**Excerpt provided:**
==*==

Charges were dropped last week in a case against a woman accused of looting the home of a tornado victim last year in Vilonia.
Jennifer Shaw Parker was arrested in June and cited for theft of property, a Class “B” felony, after the family of an elderly neighbor who was killed in the tornado alleged Parker stole livestock and jewelry from the man’s residence.
“After interviewing over ten people and looking through the file, it was evident that the original information was inaccurate and unfounded,” said 20th Judicial Prosecuting Attorney Cody Hiland on Tuesday. “Our job is to seek justice, and justice doesn’t always mean a win. Justice in this case meant dropping the charges.”
Lt. Matt Rice told the Log Cabin in June the alleged victim’s family members had contacted law enforcement because they had been told Parker had been showing off the items that she allegedly taken for herself after sifting through rubble. In an interview with the Log Cabin, Parker said that the man whose property she was accused of stealing was “like a family member.”
Craig Garvin, 63, lived across the street from Parker in the Black Oak Ranch area of Vilonia when his manufactured home was destroyed. Prior to his death, Parker said she had driven Garvin to several doctor’s appointments at the Veteran’s Administration Hospital and that her family was close with him. She denied taking anything from him or his family.
Parker said on Wednesday though she is relieved by the exoneration, closure is still out of reach. “It's despicable that I have had to explain all of this to my 9-year-old, but now the truth is in print and he's old enough to read it,” she said. “Even now there's no closure. I'm not going to get any apologies. There's just a hole there that I'm never going to be able to fill.”
Parker said she still questions the degree to which the accusations may have affected the cessation of volunteer work in the community.
“The donations have stopped, volunteers have stopped — the damage has not stopped and I don't know how much the assistance may have stopped because I was accused of something so erroneous,” she said.
Parker said the community is still in desperate need of volunteers and encourages anyone who wishes to help in any capacity to do so.
“We still really need weed eaters, mowers, bush hogs, everything,” Parker said. “There are still appliances sitting in yards and curtains alongside the road. We still need help.”

==*==

**Excerpted data:**
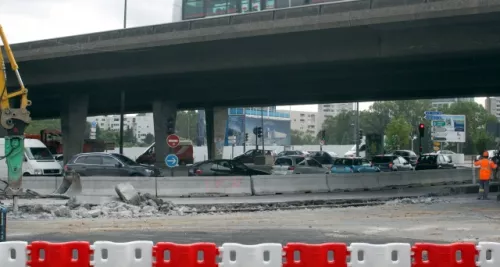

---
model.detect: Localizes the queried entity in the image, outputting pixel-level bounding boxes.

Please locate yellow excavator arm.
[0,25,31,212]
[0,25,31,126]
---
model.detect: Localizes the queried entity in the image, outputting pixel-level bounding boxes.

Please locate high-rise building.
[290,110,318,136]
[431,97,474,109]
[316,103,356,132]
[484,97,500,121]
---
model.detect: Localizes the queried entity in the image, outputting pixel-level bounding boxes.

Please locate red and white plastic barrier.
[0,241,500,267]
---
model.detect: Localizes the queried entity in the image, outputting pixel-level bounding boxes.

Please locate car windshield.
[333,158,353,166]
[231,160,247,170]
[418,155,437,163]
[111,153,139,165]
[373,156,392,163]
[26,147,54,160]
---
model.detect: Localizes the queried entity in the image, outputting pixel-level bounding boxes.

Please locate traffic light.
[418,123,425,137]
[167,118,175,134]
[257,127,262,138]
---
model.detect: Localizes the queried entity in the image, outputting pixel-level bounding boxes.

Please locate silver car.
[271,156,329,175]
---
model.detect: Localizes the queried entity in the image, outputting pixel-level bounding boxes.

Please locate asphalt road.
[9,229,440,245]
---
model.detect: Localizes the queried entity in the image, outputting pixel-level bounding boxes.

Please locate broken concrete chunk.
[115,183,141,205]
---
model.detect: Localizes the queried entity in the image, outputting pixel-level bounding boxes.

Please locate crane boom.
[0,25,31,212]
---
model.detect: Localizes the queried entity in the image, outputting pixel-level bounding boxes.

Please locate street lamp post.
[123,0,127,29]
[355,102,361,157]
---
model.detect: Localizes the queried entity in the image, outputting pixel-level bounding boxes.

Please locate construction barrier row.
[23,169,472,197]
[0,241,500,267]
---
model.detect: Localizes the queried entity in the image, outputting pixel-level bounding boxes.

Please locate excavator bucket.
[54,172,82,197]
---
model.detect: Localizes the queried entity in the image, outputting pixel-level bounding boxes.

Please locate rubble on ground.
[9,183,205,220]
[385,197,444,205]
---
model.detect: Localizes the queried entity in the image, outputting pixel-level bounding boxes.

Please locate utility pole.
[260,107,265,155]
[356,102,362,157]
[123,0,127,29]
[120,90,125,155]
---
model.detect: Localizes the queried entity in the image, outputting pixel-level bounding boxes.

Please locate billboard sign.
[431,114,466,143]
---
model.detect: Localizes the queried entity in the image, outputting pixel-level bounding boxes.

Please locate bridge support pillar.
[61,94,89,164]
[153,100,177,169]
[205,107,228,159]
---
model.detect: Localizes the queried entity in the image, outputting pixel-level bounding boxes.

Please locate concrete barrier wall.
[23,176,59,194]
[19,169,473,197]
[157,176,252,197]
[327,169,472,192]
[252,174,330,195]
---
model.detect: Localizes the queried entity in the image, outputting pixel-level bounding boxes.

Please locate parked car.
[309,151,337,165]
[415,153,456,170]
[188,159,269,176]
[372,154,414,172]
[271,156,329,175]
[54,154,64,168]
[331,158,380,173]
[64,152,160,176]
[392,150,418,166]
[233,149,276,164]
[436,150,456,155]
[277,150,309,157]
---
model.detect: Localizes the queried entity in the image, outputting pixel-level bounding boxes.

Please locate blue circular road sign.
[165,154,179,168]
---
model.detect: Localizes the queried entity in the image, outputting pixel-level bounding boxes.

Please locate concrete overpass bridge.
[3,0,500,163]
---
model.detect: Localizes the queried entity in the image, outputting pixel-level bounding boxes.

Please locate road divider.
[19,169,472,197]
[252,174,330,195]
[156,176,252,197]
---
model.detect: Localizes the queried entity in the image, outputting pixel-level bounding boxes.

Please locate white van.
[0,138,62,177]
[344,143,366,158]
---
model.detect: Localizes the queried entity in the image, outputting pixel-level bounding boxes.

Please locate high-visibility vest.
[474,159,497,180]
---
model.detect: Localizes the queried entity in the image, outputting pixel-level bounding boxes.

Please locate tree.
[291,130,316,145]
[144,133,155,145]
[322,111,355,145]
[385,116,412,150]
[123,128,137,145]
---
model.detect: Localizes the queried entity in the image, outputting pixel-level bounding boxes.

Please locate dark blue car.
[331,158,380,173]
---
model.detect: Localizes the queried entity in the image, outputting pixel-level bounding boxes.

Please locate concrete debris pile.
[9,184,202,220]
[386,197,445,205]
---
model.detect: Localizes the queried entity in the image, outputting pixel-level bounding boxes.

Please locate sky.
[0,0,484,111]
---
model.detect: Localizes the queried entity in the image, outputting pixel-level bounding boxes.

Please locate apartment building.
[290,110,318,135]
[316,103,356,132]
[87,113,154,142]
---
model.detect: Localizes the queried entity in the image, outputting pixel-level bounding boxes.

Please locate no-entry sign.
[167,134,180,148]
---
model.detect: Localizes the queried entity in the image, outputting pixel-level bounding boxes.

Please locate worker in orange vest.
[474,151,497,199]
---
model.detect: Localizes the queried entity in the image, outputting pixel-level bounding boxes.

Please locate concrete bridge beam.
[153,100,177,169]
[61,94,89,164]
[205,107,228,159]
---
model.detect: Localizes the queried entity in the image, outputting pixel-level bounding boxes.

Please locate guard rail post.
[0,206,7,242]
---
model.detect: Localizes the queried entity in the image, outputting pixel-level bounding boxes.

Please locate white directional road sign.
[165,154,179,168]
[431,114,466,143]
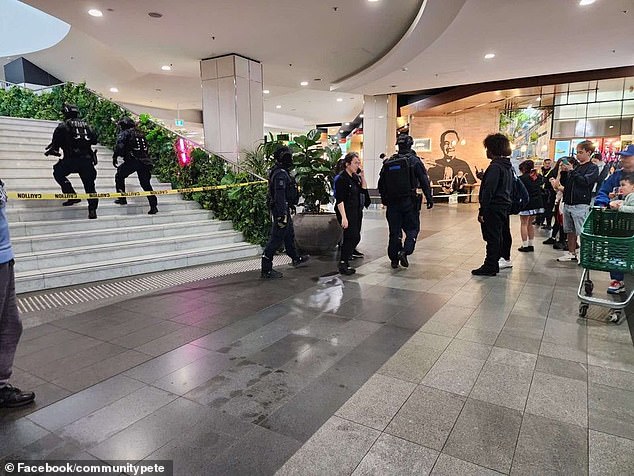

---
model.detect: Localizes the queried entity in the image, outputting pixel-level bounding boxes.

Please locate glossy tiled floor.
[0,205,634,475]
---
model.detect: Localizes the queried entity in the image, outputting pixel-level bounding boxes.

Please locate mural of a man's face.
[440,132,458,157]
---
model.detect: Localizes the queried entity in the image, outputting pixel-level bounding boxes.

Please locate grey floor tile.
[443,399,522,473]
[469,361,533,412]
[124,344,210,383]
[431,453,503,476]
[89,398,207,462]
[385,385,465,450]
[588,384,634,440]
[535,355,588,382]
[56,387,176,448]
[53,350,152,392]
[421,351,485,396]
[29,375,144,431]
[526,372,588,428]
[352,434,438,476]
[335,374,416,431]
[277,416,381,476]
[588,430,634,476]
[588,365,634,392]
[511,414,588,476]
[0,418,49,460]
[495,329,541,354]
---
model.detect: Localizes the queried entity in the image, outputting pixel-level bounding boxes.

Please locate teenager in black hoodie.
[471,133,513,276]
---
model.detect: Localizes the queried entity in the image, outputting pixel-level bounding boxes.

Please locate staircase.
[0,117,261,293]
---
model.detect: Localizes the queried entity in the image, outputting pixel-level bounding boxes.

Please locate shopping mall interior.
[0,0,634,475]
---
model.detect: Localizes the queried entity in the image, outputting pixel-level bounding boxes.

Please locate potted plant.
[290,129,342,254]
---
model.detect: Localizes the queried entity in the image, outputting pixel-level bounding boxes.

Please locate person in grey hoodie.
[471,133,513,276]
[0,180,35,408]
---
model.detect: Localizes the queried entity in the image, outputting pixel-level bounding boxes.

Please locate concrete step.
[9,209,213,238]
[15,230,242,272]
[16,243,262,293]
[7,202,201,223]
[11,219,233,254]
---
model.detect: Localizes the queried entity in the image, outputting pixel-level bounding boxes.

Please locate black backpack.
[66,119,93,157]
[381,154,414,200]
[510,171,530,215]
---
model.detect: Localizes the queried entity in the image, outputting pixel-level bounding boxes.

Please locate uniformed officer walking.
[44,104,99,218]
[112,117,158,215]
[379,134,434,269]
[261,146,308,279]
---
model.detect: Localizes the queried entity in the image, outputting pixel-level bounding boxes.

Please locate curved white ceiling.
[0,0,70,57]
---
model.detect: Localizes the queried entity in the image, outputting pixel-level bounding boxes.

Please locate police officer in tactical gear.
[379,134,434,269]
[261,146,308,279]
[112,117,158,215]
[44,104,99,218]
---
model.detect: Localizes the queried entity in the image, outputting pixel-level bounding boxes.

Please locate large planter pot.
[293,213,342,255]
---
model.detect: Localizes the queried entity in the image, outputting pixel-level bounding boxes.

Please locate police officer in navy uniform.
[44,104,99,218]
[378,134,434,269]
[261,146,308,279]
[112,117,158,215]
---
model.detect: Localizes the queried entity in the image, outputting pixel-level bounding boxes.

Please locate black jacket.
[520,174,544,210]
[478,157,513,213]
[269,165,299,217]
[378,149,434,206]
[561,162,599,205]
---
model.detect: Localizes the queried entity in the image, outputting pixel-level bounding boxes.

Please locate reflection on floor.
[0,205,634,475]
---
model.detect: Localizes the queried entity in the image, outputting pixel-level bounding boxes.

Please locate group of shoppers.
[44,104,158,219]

==*==

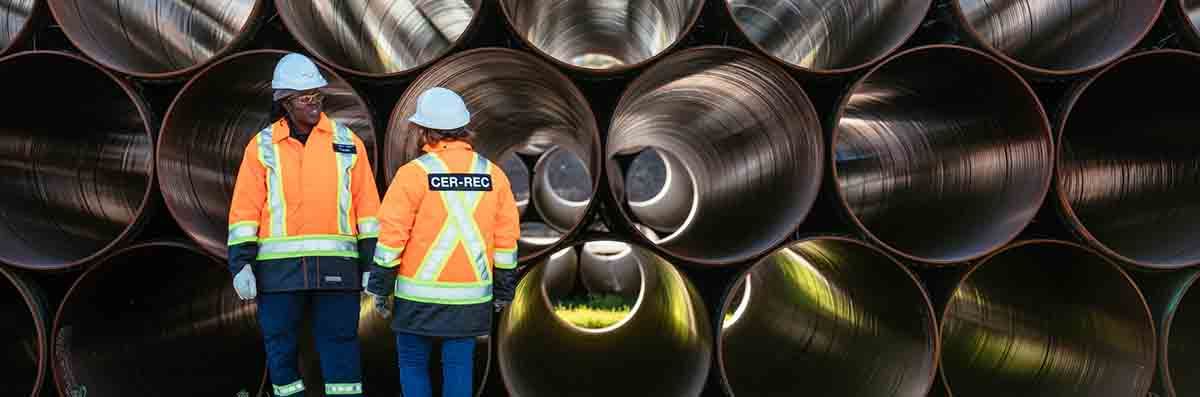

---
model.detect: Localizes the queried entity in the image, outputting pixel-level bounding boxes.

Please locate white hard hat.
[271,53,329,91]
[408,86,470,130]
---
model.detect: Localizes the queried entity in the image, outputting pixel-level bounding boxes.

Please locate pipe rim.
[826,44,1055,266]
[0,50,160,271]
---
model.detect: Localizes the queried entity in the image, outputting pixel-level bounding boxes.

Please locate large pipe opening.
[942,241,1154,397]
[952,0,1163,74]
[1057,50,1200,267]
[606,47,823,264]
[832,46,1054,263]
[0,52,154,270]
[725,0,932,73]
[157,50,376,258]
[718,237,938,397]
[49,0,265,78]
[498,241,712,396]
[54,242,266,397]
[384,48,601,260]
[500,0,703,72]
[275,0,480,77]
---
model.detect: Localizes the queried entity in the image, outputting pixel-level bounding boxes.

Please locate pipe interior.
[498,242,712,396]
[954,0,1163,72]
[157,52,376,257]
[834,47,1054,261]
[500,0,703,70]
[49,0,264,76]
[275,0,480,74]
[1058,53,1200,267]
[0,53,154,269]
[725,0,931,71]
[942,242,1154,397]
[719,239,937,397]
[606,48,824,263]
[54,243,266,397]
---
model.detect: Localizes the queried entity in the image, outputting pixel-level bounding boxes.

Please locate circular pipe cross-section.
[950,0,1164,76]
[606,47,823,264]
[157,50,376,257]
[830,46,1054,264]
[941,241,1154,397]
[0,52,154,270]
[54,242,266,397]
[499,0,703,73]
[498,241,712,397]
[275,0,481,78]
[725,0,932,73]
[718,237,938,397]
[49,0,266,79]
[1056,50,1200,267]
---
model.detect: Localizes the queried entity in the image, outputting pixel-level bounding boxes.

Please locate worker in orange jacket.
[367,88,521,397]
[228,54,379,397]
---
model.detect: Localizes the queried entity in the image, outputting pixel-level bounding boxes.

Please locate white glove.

==*==

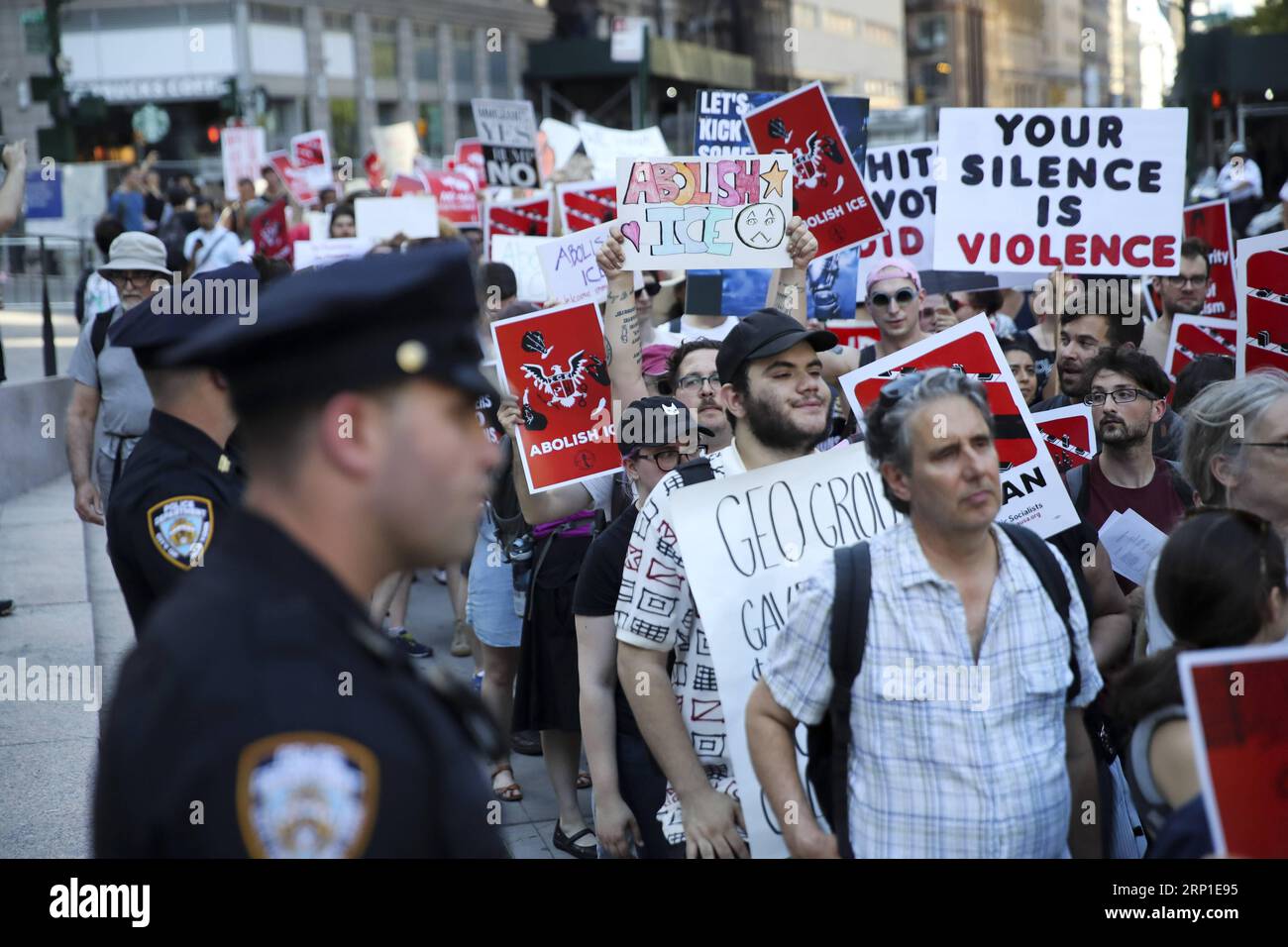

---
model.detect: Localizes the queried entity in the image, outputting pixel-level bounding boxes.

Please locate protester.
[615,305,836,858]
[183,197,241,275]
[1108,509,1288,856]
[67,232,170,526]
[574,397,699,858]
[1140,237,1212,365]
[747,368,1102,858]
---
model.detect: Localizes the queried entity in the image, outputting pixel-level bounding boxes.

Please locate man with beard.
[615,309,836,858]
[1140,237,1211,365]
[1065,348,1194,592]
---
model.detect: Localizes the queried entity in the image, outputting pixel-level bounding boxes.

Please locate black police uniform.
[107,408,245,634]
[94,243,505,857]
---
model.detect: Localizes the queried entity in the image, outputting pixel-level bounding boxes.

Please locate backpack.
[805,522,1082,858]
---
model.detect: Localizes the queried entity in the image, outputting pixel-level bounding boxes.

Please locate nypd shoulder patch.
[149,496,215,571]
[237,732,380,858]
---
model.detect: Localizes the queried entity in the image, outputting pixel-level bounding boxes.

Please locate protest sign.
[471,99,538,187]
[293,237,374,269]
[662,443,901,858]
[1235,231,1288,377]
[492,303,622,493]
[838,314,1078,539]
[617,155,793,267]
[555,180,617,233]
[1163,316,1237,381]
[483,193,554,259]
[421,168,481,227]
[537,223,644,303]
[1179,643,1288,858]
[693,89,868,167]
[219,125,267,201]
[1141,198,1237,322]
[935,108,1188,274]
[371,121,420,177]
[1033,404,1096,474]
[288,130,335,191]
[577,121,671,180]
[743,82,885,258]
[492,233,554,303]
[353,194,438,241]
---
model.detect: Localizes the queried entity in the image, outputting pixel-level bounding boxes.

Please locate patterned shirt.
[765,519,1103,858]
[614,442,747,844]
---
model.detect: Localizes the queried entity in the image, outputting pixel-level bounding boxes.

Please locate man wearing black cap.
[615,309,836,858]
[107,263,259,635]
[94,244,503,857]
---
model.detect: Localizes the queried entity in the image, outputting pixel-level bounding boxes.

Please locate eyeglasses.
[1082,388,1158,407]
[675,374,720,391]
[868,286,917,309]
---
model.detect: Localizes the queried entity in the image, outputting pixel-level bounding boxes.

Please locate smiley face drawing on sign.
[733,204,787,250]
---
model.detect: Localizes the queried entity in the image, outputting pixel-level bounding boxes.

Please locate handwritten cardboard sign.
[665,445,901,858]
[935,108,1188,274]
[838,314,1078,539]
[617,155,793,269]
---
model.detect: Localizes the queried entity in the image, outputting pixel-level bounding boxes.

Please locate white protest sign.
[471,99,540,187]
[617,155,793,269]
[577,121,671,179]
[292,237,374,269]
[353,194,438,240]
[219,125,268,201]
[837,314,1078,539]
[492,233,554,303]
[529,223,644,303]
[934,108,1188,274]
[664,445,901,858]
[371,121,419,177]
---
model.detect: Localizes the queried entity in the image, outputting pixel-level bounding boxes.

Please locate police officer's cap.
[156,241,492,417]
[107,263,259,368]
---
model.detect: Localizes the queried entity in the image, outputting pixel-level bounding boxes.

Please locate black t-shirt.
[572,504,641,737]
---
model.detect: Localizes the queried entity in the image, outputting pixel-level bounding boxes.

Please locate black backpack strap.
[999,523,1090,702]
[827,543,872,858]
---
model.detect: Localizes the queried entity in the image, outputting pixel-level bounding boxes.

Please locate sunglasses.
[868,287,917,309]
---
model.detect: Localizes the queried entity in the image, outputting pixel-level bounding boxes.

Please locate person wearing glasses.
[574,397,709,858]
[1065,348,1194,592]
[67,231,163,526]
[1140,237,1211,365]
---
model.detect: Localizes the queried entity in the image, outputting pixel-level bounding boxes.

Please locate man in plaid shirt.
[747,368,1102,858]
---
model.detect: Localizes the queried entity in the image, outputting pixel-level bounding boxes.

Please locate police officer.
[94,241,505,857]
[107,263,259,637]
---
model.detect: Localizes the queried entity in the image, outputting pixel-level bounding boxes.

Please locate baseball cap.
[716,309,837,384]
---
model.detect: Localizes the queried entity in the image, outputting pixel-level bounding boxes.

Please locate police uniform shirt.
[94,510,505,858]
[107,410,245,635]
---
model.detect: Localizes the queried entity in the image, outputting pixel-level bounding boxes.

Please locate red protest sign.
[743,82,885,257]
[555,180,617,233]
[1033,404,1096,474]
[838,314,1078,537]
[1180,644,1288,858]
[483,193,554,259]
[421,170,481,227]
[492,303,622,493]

==*==

**Activities:**
1. According to the article about the dropped Vilonia looting charges, what was Jennifer Shaw Parker cited for after her June arrest?
2. Say whether each statement agrees with the article about the dropped Vilonia looting charges, and quote the words that decide it: (a) Parker was arrested in June. (b) Parker says she now has closure. (c) Garvin's home was a manufactured home.
3. Please list every piece of equipment Parker names as still needed in the article about the dropped Vilonia looting charges.

**Answers given:**
1. Theft of property, a Class “B” felony.

2.
(a) Yes: "Jennifer Shaw Parker was arrested in June"
(b) No: "Even now there's no closure."
(c) Yes: "his manufactured home was destroyed"

3. Weed eaters, mowers, bush hogs